ASSIGNMENT:
Your reply should be only the number of lines in the material below that include the word "member".

SUPPLIED RECORDS:
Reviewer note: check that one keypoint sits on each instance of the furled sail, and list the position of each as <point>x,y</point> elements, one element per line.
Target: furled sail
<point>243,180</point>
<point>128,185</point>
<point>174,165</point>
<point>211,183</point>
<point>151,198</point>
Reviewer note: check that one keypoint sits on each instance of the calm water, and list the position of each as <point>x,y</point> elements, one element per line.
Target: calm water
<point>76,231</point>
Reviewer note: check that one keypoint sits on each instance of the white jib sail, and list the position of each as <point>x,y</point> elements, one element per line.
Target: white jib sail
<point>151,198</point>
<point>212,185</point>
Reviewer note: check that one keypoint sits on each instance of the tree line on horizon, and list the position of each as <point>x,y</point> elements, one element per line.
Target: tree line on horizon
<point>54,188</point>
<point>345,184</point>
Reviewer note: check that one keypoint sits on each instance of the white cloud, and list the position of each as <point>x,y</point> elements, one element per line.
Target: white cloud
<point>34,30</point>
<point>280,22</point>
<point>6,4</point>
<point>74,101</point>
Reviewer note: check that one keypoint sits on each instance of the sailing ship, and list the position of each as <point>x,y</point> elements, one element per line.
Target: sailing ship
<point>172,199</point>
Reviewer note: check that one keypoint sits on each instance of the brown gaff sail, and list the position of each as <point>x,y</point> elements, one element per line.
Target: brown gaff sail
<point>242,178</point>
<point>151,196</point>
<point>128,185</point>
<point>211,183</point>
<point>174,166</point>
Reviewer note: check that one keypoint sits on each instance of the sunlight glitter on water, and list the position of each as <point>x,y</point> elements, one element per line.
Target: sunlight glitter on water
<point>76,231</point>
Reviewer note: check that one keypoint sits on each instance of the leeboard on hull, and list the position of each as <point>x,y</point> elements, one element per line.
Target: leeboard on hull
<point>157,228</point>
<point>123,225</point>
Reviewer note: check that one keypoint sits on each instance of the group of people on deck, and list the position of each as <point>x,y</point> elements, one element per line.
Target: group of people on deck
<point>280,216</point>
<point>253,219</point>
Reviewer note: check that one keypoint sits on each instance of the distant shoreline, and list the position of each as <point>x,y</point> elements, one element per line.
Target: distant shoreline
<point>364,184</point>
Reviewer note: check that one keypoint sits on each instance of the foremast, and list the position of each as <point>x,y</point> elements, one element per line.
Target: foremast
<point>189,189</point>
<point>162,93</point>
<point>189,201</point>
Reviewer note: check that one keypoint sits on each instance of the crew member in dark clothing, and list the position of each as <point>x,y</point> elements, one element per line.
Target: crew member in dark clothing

FINAL ANSWER:
2